Return, from the lines below, each one that includes the word "distant".

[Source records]

◆ ◆ ◆ ◆

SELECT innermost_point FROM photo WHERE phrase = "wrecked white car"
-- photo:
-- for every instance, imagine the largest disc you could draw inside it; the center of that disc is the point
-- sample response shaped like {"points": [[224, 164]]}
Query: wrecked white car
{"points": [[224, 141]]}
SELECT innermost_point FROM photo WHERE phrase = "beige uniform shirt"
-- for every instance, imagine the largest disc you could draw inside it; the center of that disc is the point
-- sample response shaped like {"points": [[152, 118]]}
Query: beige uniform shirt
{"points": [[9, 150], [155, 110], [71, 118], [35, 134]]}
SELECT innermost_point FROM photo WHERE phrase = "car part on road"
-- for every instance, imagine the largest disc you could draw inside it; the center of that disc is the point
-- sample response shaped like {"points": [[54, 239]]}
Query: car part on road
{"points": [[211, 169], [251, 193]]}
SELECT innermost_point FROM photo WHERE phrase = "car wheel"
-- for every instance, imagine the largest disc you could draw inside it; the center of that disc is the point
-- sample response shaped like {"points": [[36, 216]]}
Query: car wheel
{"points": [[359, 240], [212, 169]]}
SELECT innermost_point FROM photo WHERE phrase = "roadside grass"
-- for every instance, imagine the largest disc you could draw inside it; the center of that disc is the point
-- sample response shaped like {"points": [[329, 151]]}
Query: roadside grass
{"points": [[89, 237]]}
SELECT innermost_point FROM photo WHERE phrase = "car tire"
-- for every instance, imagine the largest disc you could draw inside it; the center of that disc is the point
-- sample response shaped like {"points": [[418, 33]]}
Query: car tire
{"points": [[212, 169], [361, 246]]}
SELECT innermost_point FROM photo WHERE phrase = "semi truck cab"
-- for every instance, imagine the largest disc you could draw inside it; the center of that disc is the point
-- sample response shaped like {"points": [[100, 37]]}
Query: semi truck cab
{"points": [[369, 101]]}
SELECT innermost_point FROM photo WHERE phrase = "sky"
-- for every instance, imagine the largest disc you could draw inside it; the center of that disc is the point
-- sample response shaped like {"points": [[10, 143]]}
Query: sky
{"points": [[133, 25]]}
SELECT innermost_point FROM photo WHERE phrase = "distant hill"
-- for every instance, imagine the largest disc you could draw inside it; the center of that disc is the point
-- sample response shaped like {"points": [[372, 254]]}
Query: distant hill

◆ ◆ ◆ ◆

◆ REPLY TO THE EXERCISE
SELECT innermost_point FROM photo WHERE phrase = "distant hill"
Query: distant hill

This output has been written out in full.